[START Given text]

Group the rows that are having the same value in specific field in MySQL

Question

I am having the following data in MySQL table.

+--------+----------+------+
| job_id | query_id | done |
+--------+----------+------+
|  15145 | a002     |    1 |
|  15146 | a002     |    1 |
|  15148 | a002     |    1 |
|  15150 | a002     |    1 |
|  15314 | a003     |    0 |
|  15315 | a003     |    1 |
|  15316 | a003     |    0 |
|  15317 | a003     |    0 |
|  15318 | a003     |    1 |
|  15319 | a003     |    0 |
+--------+----------+------+

I would like to know if it's possible to have a sql query, which can group by query_id IF ALL 'done' fields are marked as 1. The possible output I imagine would be:

+----------+------+
| query_id | done |
+----------+------+
|  a002    |  1   |
|  a003    |  0   |
+----------+------+

I've tried the following SQL query:

select job_id, query_id, done from job_table group by done having done = 1 ;

But no luck. I would really appreciate for any help!

Answer 1

I'm not particullarly proud of this solution because it is not very clear, but at least it's fast and simple. If all of the items have "done" = 1 then the sum will be equal to the count SUM = COUNT

SELECT query_id, SUM(done) AS doneSum, COUNT(done) AS doneCnt 
FROM tbl 
GROUP BY query_id

And if you add a having clause you get the items that are "done".

HAVING doneSum = doneCnt

I'll let you format the solution properly, you can do a DIFERENCE to get the "not done" items or doneSum <> doneCnt.

Btw, SQL fiddle here.

Answer 2

All "done" jobs :

SELECT * FROM job_table GROUP BY done HAVING MIN(done) = 1;

All "undone" jobs :

SELECT * FROM job_table GROUP BY done HAVING MAX(done) = 0;

All jobs having the same value ("done" OR "undone") :

SELECT * FROM job_table GROUP BY done HAVING MAX(done) = 0 OR MIN(done) = 1;

[END Given text]

▸ Set of tasks
A: In the MySQL grouping thread, translate this sentence into Spanish: "And if you add a having clause you get the items that are "done"."
B: Reproduce the MySQL grouping thread between "And if you add" and "SQL fiddle here.", inclusive, swapping in "condition" wherever "clause" appears.

[START Supplied material]

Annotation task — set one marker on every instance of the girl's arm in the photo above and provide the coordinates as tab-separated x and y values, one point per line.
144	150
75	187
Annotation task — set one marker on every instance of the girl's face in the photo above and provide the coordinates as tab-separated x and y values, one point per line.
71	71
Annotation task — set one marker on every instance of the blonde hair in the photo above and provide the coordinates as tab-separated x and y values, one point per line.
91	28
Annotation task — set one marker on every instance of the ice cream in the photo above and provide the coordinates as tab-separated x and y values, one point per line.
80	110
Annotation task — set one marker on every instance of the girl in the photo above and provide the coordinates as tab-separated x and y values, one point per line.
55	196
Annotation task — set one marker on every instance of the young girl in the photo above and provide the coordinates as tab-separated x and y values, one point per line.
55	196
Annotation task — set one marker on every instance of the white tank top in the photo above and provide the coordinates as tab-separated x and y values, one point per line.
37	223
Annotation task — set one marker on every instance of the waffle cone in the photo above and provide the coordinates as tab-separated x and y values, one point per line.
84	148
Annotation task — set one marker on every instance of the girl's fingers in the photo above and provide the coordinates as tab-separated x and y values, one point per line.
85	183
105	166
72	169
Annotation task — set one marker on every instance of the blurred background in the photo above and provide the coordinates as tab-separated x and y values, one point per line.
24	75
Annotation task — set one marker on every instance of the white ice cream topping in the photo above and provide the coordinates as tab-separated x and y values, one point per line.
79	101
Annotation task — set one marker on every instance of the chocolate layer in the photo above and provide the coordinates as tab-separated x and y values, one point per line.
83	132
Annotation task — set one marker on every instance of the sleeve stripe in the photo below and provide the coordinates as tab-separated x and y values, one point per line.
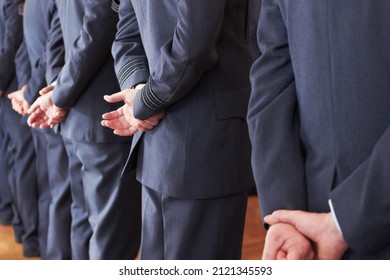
129	68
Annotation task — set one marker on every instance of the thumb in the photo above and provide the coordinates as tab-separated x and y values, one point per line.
113	98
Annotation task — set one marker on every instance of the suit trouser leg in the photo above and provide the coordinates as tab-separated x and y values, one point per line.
81	230
58	240
24	185
113	202
175	228
43	190
6	212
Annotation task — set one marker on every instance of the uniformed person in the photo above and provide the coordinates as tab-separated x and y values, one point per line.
106	207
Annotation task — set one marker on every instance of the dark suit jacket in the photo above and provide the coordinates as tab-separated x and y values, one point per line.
88	28
195	58
319	107
44	45
11	35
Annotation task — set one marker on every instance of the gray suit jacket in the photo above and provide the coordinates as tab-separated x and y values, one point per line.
319	107
44	44
88	28
10	22
195	58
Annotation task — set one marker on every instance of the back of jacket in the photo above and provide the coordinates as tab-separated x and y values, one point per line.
88	28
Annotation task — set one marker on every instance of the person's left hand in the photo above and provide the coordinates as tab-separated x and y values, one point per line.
43	113
285	242
122	120
19	104
320	228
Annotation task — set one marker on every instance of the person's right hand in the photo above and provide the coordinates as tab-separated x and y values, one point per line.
320	228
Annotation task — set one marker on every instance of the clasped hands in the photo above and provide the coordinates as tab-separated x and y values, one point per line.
43	113
19	104
296	235
122	120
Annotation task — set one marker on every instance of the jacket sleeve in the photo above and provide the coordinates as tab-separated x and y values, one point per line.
11	41
361	202
88	52
131	65
277	156
184	58
55	51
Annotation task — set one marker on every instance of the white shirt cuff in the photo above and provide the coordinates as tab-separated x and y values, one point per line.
334	216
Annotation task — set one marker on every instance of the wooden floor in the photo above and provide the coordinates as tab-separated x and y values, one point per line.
252	247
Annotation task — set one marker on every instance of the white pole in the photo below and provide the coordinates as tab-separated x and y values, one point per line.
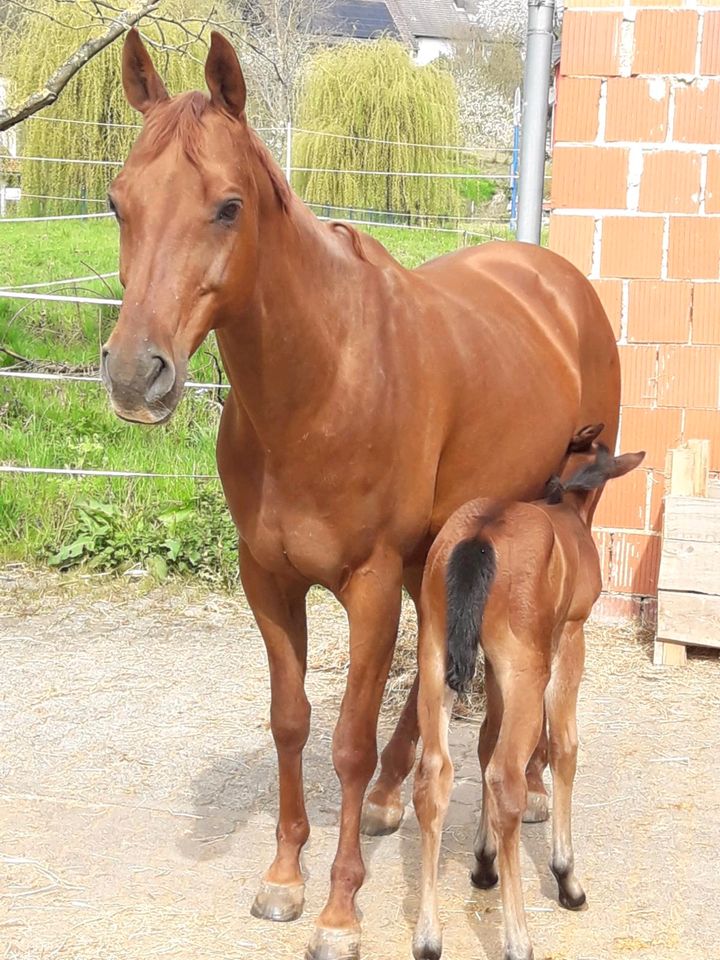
533	137
288	152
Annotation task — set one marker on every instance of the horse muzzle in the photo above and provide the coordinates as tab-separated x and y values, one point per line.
144	387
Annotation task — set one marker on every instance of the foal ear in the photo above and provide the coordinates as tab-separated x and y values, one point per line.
224	76
626	462
143	87
583	439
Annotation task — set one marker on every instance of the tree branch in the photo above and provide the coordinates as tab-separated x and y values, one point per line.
67	70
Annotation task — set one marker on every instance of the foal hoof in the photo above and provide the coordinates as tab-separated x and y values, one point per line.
570	894
328	943
281	902
379	821
537	810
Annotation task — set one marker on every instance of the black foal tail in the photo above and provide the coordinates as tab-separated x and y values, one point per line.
470	574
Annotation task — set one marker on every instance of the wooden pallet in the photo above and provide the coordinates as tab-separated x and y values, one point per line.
689	580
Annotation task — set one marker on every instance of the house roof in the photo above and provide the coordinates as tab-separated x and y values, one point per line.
432	18
361	19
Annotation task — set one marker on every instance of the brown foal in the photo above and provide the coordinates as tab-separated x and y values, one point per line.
520	579
363	396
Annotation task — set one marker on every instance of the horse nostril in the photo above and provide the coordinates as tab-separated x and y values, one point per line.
159	364
160	378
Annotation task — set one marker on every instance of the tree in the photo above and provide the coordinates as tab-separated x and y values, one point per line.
400	114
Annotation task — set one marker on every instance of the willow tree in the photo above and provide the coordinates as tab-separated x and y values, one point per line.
370	108
47	33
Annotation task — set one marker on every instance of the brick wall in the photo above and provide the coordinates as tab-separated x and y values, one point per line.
636	206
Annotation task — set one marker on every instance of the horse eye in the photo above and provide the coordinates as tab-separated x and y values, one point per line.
228	212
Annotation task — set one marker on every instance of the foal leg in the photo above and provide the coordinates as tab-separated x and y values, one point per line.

[END Supplied material]

▸ Replies
A: Y si agregas una cláusula having, obtienes los elementos que están "done".

B:
And if you add a having condition you get the items that are "done".

HAVING doneSum = doneCnt

I'll let you format the solution properly, you can do a DIFERENCE to get the "not done" items or doneSum <> doneCnt.

Btw, SQL fiddle here.